● **TO DO**
Look through the listing below and report the lines that have the word "detect" in them.

● **INPUT**
□ □ □ □
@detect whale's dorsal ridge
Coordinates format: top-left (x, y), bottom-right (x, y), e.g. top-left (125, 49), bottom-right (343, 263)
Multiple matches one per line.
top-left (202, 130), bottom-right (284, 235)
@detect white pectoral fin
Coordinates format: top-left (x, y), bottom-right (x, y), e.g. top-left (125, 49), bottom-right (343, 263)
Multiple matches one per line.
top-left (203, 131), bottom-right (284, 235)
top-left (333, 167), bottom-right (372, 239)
□ □ □ □
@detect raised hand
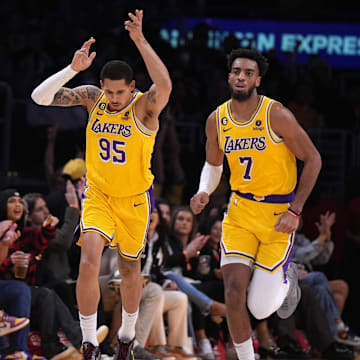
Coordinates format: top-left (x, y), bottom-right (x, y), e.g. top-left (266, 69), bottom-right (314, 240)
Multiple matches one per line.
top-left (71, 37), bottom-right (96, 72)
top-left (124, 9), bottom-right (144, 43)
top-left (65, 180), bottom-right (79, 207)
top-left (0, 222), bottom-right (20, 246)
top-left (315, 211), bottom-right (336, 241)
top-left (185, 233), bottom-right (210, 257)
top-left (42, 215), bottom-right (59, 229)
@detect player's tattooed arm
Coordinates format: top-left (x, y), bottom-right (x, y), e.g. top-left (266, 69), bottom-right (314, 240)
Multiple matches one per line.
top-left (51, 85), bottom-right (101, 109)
□ □ □ □
● **RESPONSE BOX**
@detect whale's dorsal ridge
@detect white pectoral fin
@detect raised hand
@detect player's tattooed arm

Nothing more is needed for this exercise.